> [WHAT IS EXPECTED]: Output every line of the data exactly as it appears.

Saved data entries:

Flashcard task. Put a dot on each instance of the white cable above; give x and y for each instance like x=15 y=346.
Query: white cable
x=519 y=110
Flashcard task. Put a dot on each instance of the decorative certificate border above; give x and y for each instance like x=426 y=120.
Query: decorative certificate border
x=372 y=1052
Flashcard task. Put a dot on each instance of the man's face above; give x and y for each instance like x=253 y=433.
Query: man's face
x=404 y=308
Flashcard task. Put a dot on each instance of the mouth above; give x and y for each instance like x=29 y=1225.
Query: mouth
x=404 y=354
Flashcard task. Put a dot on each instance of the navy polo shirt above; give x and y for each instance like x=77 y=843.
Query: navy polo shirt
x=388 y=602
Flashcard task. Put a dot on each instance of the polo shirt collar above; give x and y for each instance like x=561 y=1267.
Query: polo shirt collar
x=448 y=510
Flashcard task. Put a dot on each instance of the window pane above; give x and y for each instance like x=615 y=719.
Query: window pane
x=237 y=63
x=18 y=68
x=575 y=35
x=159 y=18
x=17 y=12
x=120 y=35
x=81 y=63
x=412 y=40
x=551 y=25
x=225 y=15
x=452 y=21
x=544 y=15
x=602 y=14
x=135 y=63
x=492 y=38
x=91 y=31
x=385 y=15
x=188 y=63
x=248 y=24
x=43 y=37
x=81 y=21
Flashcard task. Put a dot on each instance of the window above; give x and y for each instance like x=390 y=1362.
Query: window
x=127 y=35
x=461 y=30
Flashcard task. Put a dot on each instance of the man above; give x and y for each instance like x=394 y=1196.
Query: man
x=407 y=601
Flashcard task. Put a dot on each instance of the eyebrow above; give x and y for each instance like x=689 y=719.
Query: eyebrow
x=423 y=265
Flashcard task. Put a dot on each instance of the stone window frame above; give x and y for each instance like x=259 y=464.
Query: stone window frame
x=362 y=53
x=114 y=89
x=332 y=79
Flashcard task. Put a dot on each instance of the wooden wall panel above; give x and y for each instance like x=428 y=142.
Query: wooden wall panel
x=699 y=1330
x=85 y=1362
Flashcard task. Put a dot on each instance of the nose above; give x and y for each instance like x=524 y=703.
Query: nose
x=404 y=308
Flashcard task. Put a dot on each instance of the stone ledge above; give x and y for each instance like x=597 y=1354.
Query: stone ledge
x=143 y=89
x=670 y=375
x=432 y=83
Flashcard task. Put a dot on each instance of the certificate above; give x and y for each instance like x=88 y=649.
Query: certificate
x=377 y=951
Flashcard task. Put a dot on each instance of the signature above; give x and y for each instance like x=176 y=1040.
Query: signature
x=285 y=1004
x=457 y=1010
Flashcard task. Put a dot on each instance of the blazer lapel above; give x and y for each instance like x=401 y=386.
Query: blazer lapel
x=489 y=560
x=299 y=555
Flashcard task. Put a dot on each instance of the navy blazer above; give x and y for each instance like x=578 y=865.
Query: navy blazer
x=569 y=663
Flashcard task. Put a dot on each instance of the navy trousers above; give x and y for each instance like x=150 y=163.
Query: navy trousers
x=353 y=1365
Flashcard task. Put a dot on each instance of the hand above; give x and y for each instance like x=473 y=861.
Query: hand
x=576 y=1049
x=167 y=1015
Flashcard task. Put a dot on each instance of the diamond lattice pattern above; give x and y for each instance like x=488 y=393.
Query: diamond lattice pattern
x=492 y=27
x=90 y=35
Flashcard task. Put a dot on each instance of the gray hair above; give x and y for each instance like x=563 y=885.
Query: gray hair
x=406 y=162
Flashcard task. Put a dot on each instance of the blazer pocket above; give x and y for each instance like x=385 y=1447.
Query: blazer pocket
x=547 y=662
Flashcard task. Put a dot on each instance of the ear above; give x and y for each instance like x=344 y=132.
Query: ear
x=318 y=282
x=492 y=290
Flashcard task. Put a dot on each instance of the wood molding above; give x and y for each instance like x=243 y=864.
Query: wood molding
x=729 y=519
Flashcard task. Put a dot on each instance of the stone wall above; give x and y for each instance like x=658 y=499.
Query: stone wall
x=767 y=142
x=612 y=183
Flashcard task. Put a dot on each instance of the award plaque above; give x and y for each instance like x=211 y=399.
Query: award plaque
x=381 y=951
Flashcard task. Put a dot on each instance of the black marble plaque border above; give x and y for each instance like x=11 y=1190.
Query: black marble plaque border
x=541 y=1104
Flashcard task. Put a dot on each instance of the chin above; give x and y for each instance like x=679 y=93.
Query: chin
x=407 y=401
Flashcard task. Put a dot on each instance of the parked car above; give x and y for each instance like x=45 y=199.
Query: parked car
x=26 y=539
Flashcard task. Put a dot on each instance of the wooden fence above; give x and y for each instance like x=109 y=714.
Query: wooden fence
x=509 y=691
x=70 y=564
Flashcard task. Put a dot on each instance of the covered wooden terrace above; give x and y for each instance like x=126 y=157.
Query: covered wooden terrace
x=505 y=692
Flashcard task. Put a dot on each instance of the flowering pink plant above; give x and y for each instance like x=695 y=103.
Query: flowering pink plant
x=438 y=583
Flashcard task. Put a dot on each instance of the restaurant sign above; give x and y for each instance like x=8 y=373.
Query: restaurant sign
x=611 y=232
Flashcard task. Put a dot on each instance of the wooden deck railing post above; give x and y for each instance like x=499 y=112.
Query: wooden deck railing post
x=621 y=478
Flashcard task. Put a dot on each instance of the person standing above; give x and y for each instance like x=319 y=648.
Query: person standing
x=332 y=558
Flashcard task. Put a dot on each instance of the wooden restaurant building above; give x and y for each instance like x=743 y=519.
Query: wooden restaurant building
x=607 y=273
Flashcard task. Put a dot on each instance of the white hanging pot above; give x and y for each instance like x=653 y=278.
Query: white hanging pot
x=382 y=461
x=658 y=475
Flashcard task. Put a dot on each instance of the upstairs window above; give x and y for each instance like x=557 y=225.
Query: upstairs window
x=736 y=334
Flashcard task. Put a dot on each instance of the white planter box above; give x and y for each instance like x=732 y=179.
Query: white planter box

> [SOLUTION FOR THIS TASK]:
Flashcard task. Put a dot on each instance of the white cable above; give x and y for each instance like x=15 y=346.
Query: white cable
x=519 y=110
Flashcard task. Put a dot on each instance of the decorative certificate border above; give x and y for each instance like x=426 y=120.
Query: decorative certificate border
x=372 y=1052
Flashcard task. Put a dot on each instance of the man's face above; give x and y for each instance like x=253 y=433.
Query: man's face
x=404 y=308
Flashcard task. Put a dot on each instance of the mouth above; give x and y for each instance like x=29 y=1225.
Query: mouth
x=404 y=354
Flashcard task. Put a dot on each instance of the navy polo shirt above; give x and y for each instance like x=77 y=843.
Query: navy polo shirt
x=388 y=602
Flashcard task. Put a dot on each instance of the polo shirt collar above; give x and y for each instance like x=561 y=1267.
Query: polo shirt collar
x=448 y=510
Flashcard task. Put a dot on each instance of the window pane above; give x and y for each instance like x=615 y=719.
Query: window pane
x=237 y=63
x=18 y=68
x=575 y=35
x=159 y=18
x=17 y=12
x=120 y=35
x=81 y=63
x=412 y=40
x=551 y=25
x=225 y=15
x=452 y=21
x=544 y=15
x=602 y=14
x=135 y=63
x=492 y=38
x=91 y=31
x=385 y=15
x=188 y=63
x=248 y=24
x=43 y=37
x=81 y=21
Flashcard task. Put a dot on each instance of the window above; give x and y for each instance like x=390 y=1362.
Query: window
x=127 y=35
x=461 y=30
Flashcard task. Put a dot on each instance of the man above; give x and y for each instance like x=394 y=1196.
Query: man
x=407 y=601
Flashcard task. Put a dot on each instance of the eyebrow above; give x and y for each instance like x=689 y=719.
Query: eyebrow
x=423 y=265
Flashcard task. Put a dot on each instance of the stone window frame above; give x and y for each instance like x=259 y=464.
Query: stone window frame
x=362 y=53
x=114 y=89
x=332 y=79
Flashcard task. Put a dot on each instance of the wooden wall panel above; give x and y for each instance like x=428 y=142.
Query: wooden wall panel
x=699 y=1330
x=85 y=1362
Flashcard task. Put a dot on each instance of the nose above; give x and y for each instance like x=524 y=703.
Query: nose
x=404 y=308
Flashcard task. Put a dot on each instance of the stone ledge above; give x and y for each instance like x=597 y=1354.
Query: stone ledge
x=143 y=89
x=670 y=375
x=432 y=83
Flashcard task. Put a dot on each instance of the certificate above; give x and y for each instance like x=88 y=649.
Query: certificate
x=377 y=951
Flashcard task. Put a dot on each instance of the signature above; give x and y for each instance like x=176 y=1040.
Query: signature
x=285 y=1004
x=457 y=1010
Flashcard task. Put a dot on each instance of the blazer lapel above; give x and y for each instance like x=401 y=386.
Query: blazer lapel
x=489 y=560
x=299 y=555
Flashcard task. Put a dot on each instance of the navy blazer above; give x and y for each instance like x=578 y=865.
Query: navy blazer
x=569 y=663
Flashcard task. Put a dot on each instance of the navy trousers above; give x and y for each instance like x=150 y=163.
Query: navy trousers
x=353 y=1365
Flashcard task. Put a dot on each instance of the hand above; give x and y for each instance like x=473 y=861.
Query: hand
x=576 y=1049
x=167 y=1015
Flashcard task. Put a dot on each instance of the diamond lattice pattern above; give x and y for each instance like x=488 y=393.
Query: diamond lattice pattern
x=492 y=27
x=90 y=35
Flashcard task. Put a dot on each instance of the gray hair above; give x and y for each instance like x=563 y=885.
Query: gray hair
x=406 y=162
Flashcard task. Put a dot on each instance of the blazer pocket above; give x and y for each instance like x=385 y=1447.
Query: blazer pocket
x=547 y=662
Flashcard task. Put a dot on each instance of the ear above; give x and y for each instance like x=344 y=132.
Query: ear
x=318 y=282
x=492 y=290
Flashcard task. Put a dot on each instance of the wood molding above; give x and y for each instance like x=243 y=864.
Query: wood molding
x=729 y=519
Flashcard task. Put a dot on each instance of the stone wall above; give x and y for each instance like x=658 y=499.
Query: stone wall
x=767 y=142
x=612 y=183
Flashcard task. Put a dot on each instance of the award plaque above; give x and y for each instance like x=211 y=399.
Query: award plaque
x=381 y=951
Flashcard task. Put a dot on each instance of the black marble plaque border above; give x and y for each instance like x=11 y=1190.
Query: black marble plaque border
x=541 y=1104
Flashcard task. Put a dot on each instance of the chin above; give x and y for each instance like x=679 y=93.
Query: chin
x=407 y=401
Flashcard task. Put a dot on each instance of the parked car above; give x and y for each instance like x=45 y=199.
Query: parked car
x=26 y=539
Flashcard task. Put a dot on each instance of the wooden fence above; give x and y for each instance like x=109 y=714.
Query: wooden fence
x=509 y=691
x=70 y=564
Flashcard task. Put a dot on each instance of the covered wooden terrace above; give x and y for each instance like x=126 y=157.
Query: covered wooden terrace
x=505 y=692
Flashcard task. Put a dot on each instance of the flowering pink plant above; give x and y for each instance like x=695 y=103.
Query: flowering pink plant
x=438 y=583
Flashcard task. Put a dot on each instance of the restaurant sign above; give x and y for each instance like x=8 y=373.
Query: restaurant sign
x=611 y=232
Flashcard task. Put a dot on each instance of the wooden deck railing post above; give x and y for each instance like x=499 y=112.
Query: wooden deck railing post
x=621 y=478
Flashcard task. Put a dot on each instance of the person standing above; give x and y for each instance like x=319 y=648.
Query: person standing
x=332 y=558
Flashcard task. Put a dot on each instance of the wooden restaurant building above; give x and y for each instance like x=743 y=519.
Query: wooden restaurant building
x=607 y=273
Flashcard task. Put a dot on each instance of the white hanging pot above; give x and y for each instance like x=653 y=278.
Query: white hanging pot
x=382 y=461
x=658 y=475
Flashcard task. Put a dot on each instance of the upstairs window above; give x and y for each instance like x=557 y=225.
Query: upstairs window
x=736 y=334
Flashcard task. Put a dot on each instance of the white planter box above; give x and y for each instance like x=732 y=179.
Query: white planter box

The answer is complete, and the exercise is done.